■ QUOTED TEXT ■
The staff were all waiting around to see if it was too hot for Dave, ready for a good laugh, but he really enjoyed it. All in all, it was great, two meals, two beers for Dave and a soft drink for me was only 69000 IRP, about seven aussie dollars. Wow such great value and so much fun.

22-01-17

Day off in Pemuteran.

Today we went for a walk up to the Eastern end of the beach, we planned to make it to the monkey temple that we had seen on the way into town.  By the time we got to the end of the beach we were so disheartened by the amount of rubbish in the water and on the beach, we decided to not go any further. The monkeys were on the beach, picking over the rubbish for scraps. The rubbish is all household rubbish, mostly single use plastics. Shopping bags, drinking straws, yoghurt containers, tooth brushes, you name it, it was there. We have noticed while riding around Bali, that many people dump their rubbish, sometimes by the truck load, into creeks and rivers. Then, as soon as it rains, out it goes, into the ocean, some of it gets washed back up onto the beaches. Where the rest goes, well we’ll just have to imagine it.  We love Bali, and we love the Balinese people. But this problem has real potential to turn Bali into “Paradise Lost” if the problem can’t be managed. People will, and are starting to not come here because of it. We are not on our High Western Horses here, we acknowledge that we have our environmental problems in Australia too. This is a disaster.
We had heard stories of the monkeys in Bali jumping on you and stealing your belongings but these monkeys all seemed to mind their own business and were just too busy sorting through the rubbish and running away with fallen coconuts, that they really didn’t care too much about us walking past. Well behaved monkeys in this part of Bali. We walked along the main road back to our accommodation where Illuh made us fresh coffee and delicious fried banana. I crashed out early without any dinner, where Dave ventured out and grabbed a strange bag of chips and a beer. We really enjoyed our stay in Pemuteran, as we found the village to be very friendly, the streets and gardens to be clean and tidy and we had lots of fun here.

■ SOURCE DATA ■
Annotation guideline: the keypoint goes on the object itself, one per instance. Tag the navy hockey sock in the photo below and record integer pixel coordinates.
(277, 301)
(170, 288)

■ ACTIONS TO TAKE ■
a) Why did the writers of the Pemuteran travel diary stop short of the monkey temple? Explain in one to three sentences.
b) Write the next part of the Pemuteran travel diary, picking up after its final sentence.

■ EXERCISE ANSWERS ■
a) By the time they reached the eastern end of the beach, the amount of rubbish in the water and on the sand had left them so disheartened that they decided not to go any further.

b)
24-01-17

Pemuteran to Banyuwangi



Today we rode our last leg of Bali, to the ferry port where we caught the ferry to Java. It was a sad feeling leaving Bali as we loved our time here, loved the people, the food and the coffee. We enjoyed our morning breakfast of banana pancake, fresh fruit and coffee, and then said our fond good byes to Iluh, unfortunately we were unable to say goodbye to Wayan as he had already left for the day. The ride to the ferry was really good with the last 20km’s being amazing as we rode through quiet farming villages and the National Park that sat on our right hand side. It felt so peaceful riding along through this farming area and a much needed ride through nature.
We thought that once we hit Gilimanuk it would become busy, but it was really quiet on the roadside all the way to the ferry port. To catch the ferry was a piece of cake. We just followed the motorbikes into a queue and lined up and bought our 7000 IRP ticket each and rode our bikes onto the ferry. Java was so close, and the ferry ride only took about 20 minutes plus about 20 minutes waiting for a berth and then we just rode our bikes off and here we were in Java.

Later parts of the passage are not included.